The first GM dealer I called, asked for the last 8 characters of my VIN, saying they could tell exactly what components the truck came equipped with. They came up with 2 each of one Part No for the Trans cooler, 2 ea of another P/N for the Engine Oil Cooler. They were out of stock, so I asked for the 2 P/N's, and called some other Chevy stores.
2 other nearby dealers each had 1 of both P/N's, so I thought I could get the whole set between them.
Picked up 1 each at 1st place, then decided to ask the guy to double-check the P/N's.
He asked for the VIN also, and the EOC fittings came up the same, but he pulled a different P/N for the trans fitting.
It was a bit larger than the 1st P/N, and had a flat flange on it, (to go against the Rad), and an O-Ring on the threaded part of the fitting. The other P/N has no flange, no O-Ring, and looks to have a tapered compression-type end past the threads.
So I went out and looked under the hood, and the radiator has a different looking fitting than either of the ones the dealer came up with! (Thanks NAPA!). Not saying that neither of the OEM fittings will work, but I just need to take the thing apart in the morning, and see what comes out of it. My old OEM radiator is 500 miles away, I wish it was here, so I could rob those fittings off of it. I can ask a buddy to go pull them out & snap some pics to me by e-mail tomorrow, but now I don't even know if the OEM parts will fit in the Napa radiator! http://drr.infopop.cc/groupee_common/emoticons/icon_rolleyes.gif So I bought the 3rd P/N, (It was $27!). Figured I can always return the one(s) I don't need...
Thanks again for your help, have a great weekend.
I will post my findings once I get things taken apart.
-Jim.

j cAT
01-10-2009, 07:42 PM
well ! you replaced the radiator , and did not compare new with old...
you bad....

Ol'Jim
02-08-2009, 01:54 PM
UPDATE:
Thank you guys for your assistance with this issue.

_REQUEST 1_: Retype the forum thread about radiator fittings from "It was a bit" to "past the threads.", keeping every character unchanged.

[Dataset items]
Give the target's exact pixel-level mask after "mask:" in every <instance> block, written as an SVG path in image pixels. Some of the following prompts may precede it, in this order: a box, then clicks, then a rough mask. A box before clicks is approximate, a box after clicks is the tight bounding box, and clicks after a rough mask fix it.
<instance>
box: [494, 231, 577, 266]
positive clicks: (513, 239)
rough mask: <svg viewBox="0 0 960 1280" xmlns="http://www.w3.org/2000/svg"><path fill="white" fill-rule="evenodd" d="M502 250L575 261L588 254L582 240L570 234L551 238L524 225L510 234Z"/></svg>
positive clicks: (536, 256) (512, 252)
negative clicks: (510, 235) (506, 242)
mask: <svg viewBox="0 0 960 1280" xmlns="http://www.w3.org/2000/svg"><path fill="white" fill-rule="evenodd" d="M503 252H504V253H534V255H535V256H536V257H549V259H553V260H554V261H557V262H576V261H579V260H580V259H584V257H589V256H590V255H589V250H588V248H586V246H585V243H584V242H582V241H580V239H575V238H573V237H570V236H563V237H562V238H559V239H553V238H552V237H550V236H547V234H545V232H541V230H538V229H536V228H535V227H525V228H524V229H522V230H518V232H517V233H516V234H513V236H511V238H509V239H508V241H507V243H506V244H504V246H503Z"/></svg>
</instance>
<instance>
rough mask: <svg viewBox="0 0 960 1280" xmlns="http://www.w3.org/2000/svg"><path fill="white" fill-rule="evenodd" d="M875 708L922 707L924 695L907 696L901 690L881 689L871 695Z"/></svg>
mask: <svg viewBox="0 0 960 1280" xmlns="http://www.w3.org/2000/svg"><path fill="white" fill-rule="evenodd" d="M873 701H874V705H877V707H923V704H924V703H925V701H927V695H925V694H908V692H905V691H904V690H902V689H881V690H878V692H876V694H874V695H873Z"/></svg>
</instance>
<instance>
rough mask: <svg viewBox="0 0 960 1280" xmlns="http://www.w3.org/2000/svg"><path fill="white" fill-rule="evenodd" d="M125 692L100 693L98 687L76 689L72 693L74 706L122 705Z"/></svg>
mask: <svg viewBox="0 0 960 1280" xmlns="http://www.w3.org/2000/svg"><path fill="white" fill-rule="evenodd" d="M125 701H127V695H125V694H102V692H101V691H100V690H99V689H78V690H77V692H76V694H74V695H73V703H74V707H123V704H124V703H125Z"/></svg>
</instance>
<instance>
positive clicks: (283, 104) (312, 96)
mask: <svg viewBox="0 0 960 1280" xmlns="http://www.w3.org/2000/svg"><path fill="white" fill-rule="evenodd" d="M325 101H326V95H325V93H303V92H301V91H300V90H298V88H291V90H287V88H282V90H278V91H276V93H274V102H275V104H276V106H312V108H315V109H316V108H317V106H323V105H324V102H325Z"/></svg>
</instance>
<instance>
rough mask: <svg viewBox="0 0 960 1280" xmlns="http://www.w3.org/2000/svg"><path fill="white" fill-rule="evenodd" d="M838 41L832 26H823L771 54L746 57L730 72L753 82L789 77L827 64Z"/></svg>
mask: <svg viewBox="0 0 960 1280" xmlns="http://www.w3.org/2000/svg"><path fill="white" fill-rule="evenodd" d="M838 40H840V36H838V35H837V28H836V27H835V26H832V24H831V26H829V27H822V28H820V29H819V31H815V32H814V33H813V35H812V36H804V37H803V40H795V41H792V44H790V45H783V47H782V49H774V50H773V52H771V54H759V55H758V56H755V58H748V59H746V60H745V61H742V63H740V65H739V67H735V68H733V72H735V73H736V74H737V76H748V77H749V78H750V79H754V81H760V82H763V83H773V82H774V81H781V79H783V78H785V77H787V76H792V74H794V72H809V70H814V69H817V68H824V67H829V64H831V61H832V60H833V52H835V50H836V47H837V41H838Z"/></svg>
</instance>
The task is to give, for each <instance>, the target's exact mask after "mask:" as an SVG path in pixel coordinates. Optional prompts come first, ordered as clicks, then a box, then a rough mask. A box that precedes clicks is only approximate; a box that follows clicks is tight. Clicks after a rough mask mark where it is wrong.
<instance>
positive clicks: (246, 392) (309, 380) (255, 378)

_REQUEST 2_: How many lines in the entries contain the string "positive"? Give only the number.

_WRITTEN SOLUTION 1_:
It was a bit larger than the 1st P/N, and had a flat flange on it, (to go against the Rad), and an O-Ring on the threaded part of the fitting. The other P/N has no flange, no O-Ring, and looks to have a tapered compression-type end past the threads.

_WRITTEN SOLUTION 2_: 4